### WHAT YOU ARE ASKED TO DO
Answer these questions about the UTF-7 excerpt below:
1. According to the excerpt, up to how many octets may characters other than US-ASCII require when UTF-FSS is used with the Quoted-Printable content transfer encoding?
2. For what use is one of the characters in the US-ASCII repertoire reserved?
3. What is preferred to UTF-7 in contexts other than 7 bit transports?

### TEXT EXTRACT
Goldsmith & Davis [Page 1] RFC 1642 UTF-7 July 1994

 UTF-FSS together with the Quoted-Printable content transfer encoding
 of MIME represents US-ASCII characters in one octet, but other
 characters may require up to nine octets.

Overview

 UTF-7 encodes Unicode characters as US-ASCII, together with shift
 sequences to encode characters outside that range. For this purpose,
 one of the characters in the US-ASCII repertoire is reserved for use
 as a shift character.
 Many mail gateways and systems cannot handle the entire US-ASCII
 character set (those based on EBCDIC, for example), and so UTF-7
 contains provisions for encoding characters within US-ASCII in a way
 that all mail systems can accomodate.
 UTF-7 should normally be used only in the context of 7 bit
 transports, such as mail and news. In other contexts, straight
 Unicode or UTF-8 is preferred.

### STORED RECORDS
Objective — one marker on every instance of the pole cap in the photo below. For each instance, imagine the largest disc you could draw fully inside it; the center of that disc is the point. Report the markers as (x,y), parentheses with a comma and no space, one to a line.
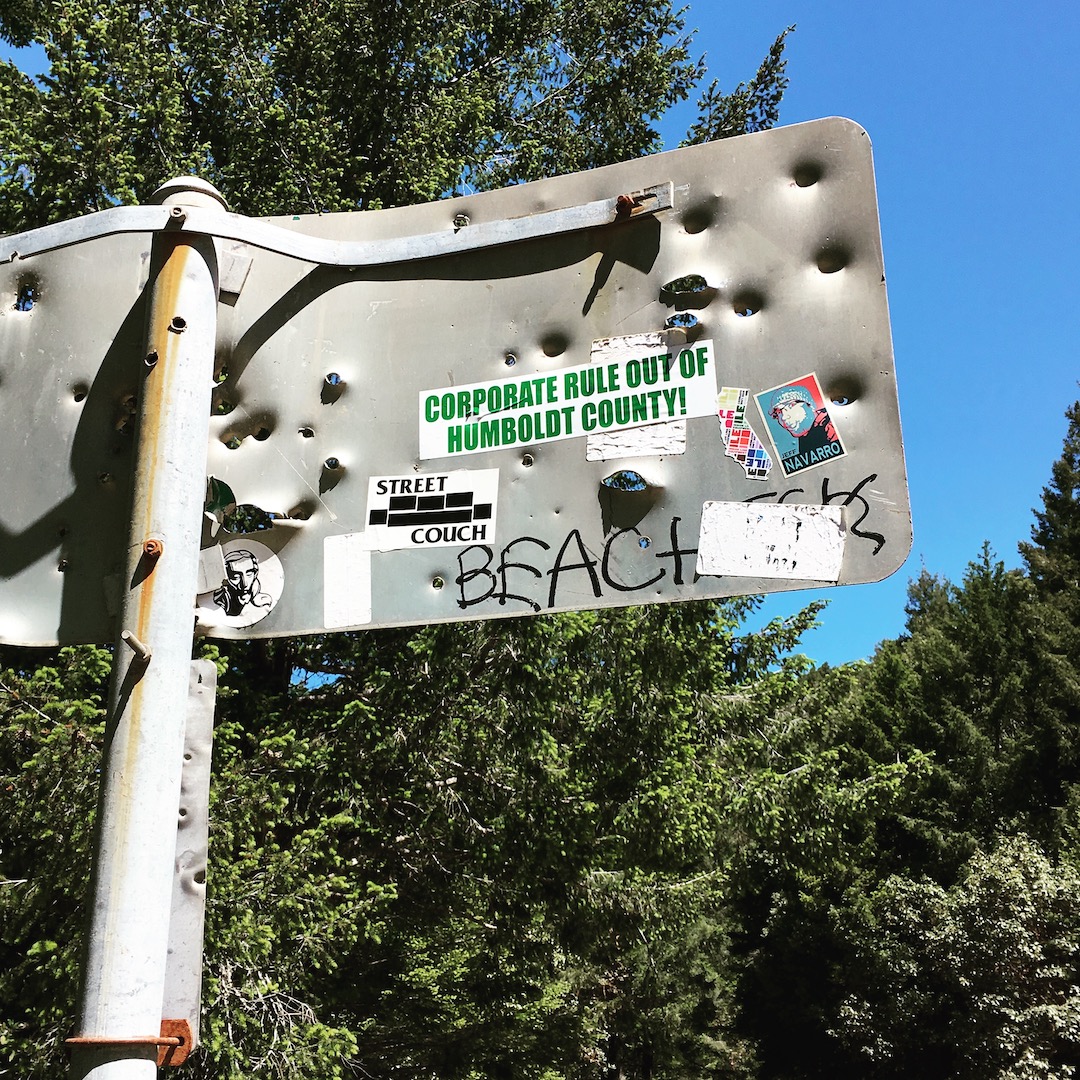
(189,191)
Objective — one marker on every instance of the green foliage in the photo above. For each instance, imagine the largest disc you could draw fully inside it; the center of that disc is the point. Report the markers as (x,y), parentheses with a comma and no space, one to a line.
(345,105)
(750,107)
(51,730)
(977,981)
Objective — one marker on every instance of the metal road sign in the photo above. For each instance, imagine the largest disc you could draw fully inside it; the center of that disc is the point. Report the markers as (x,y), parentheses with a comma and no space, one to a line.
(660,380)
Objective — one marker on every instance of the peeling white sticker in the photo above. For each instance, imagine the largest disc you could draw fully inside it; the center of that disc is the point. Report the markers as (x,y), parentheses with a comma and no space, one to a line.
(769,540)
(211,568)
(625,386)
(656,440)
(248,589)
(431,510)
(347,581)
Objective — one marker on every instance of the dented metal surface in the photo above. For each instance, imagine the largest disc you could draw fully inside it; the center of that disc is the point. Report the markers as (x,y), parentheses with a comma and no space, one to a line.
(129,920)
(769,253)
(184,967)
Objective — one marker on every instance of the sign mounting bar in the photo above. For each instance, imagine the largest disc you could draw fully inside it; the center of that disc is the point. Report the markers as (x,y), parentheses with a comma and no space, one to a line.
(460,237)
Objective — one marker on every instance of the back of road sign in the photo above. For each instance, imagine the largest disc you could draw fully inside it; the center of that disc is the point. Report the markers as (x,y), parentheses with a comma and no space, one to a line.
(689,402)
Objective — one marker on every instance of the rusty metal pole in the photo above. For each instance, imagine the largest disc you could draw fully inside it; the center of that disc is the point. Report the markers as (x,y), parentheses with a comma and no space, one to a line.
(121,1015)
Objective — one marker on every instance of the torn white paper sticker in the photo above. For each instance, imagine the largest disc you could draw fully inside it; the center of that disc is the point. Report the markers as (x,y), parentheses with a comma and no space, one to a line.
(211,568)
(770,540)
(656,440)
(347,581)
(431,510)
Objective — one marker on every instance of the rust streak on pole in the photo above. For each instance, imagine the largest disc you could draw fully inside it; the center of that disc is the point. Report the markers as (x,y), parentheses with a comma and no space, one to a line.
(132,888)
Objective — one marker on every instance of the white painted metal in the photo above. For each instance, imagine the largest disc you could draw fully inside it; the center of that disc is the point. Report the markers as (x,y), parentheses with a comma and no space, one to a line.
(324,365)
(184,968)
(455,238)
(133,878)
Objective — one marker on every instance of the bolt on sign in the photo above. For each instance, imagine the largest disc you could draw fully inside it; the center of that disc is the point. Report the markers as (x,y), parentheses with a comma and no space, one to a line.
(661,380)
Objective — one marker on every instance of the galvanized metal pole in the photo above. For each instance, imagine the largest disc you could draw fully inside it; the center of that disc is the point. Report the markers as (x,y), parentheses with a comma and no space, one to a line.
(133,877)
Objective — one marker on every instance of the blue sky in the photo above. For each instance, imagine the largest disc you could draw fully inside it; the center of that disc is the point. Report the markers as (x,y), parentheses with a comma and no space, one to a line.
(972,113)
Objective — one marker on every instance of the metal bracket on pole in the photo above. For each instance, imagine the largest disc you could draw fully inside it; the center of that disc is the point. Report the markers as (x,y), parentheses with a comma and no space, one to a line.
(460,234)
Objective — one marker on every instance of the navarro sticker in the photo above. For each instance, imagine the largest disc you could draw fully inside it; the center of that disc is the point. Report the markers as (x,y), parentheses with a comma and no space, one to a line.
(799,426)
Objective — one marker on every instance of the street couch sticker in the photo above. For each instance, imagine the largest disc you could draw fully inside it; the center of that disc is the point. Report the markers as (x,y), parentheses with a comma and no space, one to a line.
(799,424)
(628,389)
(250,586)
(431,510)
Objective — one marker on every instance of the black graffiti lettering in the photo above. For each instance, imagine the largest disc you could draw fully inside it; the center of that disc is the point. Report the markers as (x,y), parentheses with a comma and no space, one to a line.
(772,495)
(585,564)
(468,576)
(849,497)
(845,498)
(504,566)
(676,554)
(605,566)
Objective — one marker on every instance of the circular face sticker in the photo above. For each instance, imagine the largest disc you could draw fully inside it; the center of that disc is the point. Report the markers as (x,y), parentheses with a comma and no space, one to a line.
(251,585)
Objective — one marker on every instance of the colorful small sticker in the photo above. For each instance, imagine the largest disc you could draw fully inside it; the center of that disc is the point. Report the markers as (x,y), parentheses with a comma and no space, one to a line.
(799,426)
(248,590)
(738,435)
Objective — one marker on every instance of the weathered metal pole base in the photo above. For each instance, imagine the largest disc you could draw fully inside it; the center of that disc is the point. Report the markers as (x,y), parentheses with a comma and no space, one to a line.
(133,878)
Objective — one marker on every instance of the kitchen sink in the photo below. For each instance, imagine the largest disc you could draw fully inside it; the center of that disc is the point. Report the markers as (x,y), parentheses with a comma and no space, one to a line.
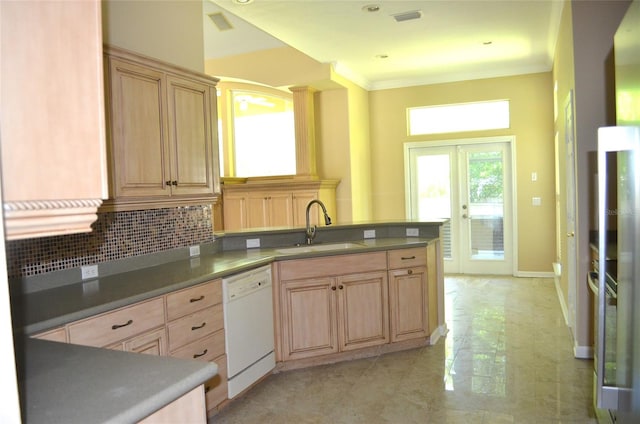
(318,248)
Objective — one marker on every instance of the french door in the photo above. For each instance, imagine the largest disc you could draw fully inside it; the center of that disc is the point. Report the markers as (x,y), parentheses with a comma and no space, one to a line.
(470,183)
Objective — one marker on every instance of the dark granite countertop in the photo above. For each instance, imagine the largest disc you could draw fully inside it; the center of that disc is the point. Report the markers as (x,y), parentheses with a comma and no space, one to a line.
(46,309)
(65,383)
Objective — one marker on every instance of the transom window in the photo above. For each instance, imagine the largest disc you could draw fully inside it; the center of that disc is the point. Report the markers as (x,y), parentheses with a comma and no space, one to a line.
(459,117)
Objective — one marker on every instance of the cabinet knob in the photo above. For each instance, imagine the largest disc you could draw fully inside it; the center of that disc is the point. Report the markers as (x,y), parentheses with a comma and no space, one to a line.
(116,326)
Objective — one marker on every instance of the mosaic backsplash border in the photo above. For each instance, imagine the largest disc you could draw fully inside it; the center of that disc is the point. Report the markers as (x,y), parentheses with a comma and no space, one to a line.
(115,235)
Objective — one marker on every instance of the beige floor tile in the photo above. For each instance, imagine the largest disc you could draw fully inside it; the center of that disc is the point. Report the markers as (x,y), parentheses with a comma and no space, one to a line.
(507,359)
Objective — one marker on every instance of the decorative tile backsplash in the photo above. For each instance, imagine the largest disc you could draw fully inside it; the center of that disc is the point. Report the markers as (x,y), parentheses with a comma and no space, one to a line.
(116,235)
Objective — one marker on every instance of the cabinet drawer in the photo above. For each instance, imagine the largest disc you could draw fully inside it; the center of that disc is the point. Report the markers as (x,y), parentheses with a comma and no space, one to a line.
(188,301)
(215,390)
(192,327)
(120,324)
(406,258)
(321,267)
(57,335)
(204,349)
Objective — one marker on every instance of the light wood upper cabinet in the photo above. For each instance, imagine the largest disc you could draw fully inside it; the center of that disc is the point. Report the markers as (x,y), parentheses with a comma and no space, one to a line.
(278,203)
(161,131)
(52,117)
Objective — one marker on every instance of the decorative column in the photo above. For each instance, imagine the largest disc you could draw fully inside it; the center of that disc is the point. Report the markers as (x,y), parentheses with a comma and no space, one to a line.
(304,119)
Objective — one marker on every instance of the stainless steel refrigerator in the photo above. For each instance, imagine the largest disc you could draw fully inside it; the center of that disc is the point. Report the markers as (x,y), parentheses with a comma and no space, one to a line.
(617,335)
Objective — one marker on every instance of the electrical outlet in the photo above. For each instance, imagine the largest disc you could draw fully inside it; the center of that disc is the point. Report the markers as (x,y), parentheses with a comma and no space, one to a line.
(91,287)
(253,243)
(413,232)
(89,271)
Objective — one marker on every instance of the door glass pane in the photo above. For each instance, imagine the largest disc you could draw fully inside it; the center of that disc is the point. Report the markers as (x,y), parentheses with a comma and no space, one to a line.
(434,193)
(486,204)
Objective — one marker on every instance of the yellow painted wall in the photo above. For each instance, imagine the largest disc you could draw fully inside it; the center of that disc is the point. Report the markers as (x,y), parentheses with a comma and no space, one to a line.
(169,30)
(531,99)
(563,75)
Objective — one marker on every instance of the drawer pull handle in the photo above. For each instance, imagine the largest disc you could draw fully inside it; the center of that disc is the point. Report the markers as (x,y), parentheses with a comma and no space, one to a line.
(197,355)
(116,326)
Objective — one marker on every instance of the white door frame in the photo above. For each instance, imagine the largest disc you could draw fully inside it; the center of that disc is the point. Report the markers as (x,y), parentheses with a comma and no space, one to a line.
(509,140)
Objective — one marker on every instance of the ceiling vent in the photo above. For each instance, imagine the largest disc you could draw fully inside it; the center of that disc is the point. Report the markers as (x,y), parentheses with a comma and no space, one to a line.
(220,21)
(407,16)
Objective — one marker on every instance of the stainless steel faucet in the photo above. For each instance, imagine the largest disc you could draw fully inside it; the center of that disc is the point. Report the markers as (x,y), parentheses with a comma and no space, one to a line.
(311,232)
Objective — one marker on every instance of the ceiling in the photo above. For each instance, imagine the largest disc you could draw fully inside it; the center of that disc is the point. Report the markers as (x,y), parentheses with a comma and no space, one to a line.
(452,40)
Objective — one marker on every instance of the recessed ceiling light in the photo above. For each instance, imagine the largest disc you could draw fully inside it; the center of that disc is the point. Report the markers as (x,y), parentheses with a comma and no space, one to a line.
(407,16)
(371,8)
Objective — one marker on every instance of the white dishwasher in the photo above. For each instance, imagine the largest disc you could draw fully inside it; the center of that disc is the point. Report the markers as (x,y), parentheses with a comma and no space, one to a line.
(248,324)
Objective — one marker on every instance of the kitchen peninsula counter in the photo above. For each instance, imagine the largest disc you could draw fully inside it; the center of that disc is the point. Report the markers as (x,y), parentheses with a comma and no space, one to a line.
(39,309)
(62,382)
(66,383)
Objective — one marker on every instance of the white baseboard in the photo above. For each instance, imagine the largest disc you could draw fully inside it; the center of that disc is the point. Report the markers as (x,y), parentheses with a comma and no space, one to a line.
(441,331)
(533,274)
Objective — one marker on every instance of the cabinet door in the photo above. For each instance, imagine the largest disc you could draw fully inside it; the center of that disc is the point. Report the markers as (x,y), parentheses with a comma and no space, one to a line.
(280,210)
(257,210)
(363,318)
(151,343)
(308,318)
(190,135)
(408,303)
(139,144)
(300,201)
(433,274)
(235,211)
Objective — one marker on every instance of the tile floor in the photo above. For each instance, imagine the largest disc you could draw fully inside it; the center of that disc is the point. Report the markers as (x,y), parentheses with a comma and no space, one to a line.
(506,359)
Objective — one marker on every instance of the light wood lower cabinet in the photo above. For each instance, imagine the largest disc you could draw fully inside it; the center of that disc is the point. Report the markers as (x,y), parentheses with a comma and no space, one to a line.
(121,325)
(329,314)
(196,331)
(408,294)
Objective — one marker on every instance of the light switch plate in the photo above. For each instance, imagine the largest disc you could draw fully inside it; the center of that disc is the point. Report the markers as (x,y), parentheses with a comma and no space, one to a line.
(413,232)
(253,243)
(91,287)
(89,271)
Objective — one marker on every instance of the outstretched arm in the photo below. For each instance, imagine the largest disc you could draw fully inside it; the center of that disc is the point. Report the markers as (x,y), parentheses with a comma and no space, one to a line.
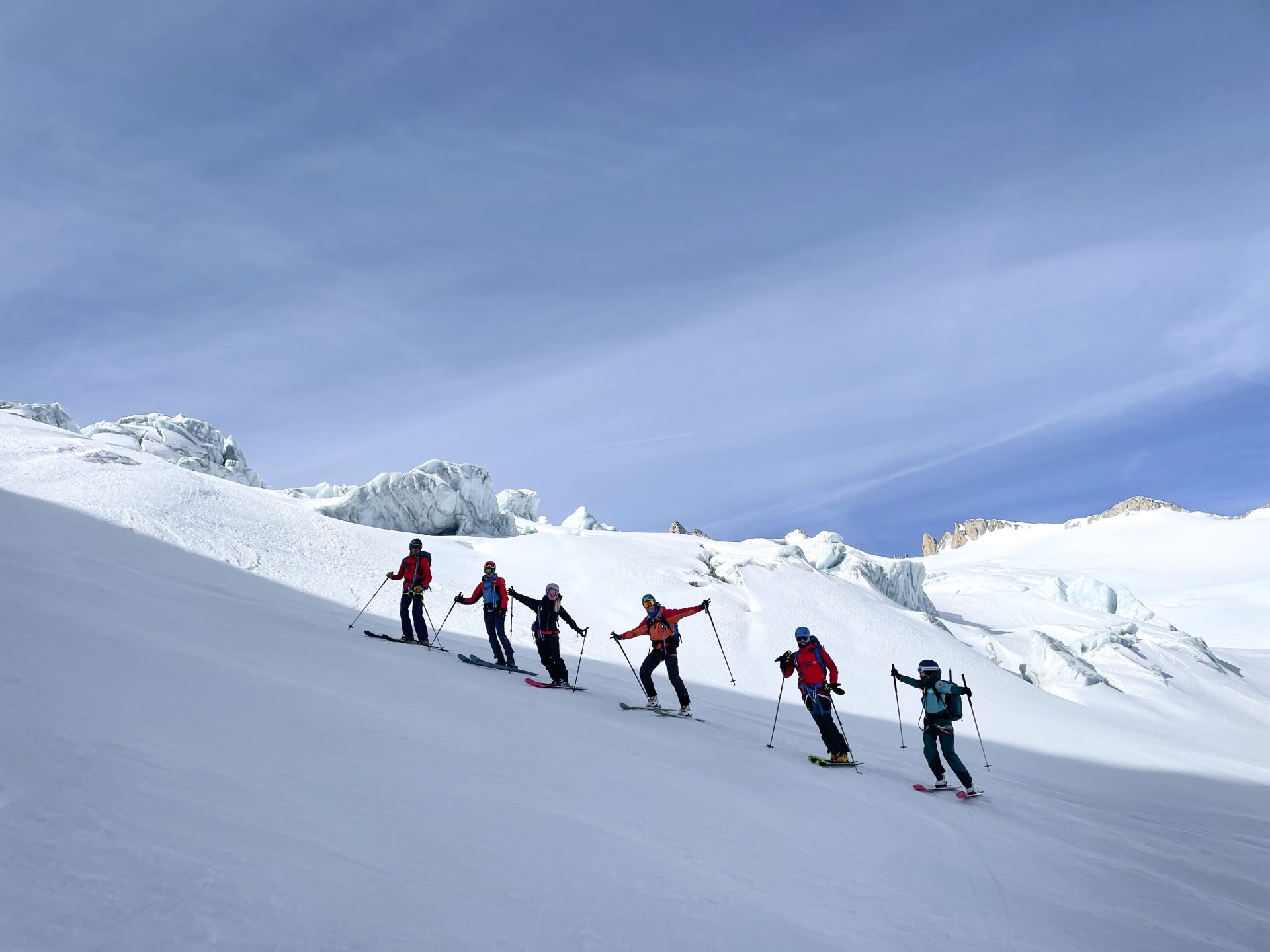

### ANSWER TO THE TASK
1. Up to nine octets.
2. It is reserved for use as a shift character.
3. Straight Unicode or UTF-8.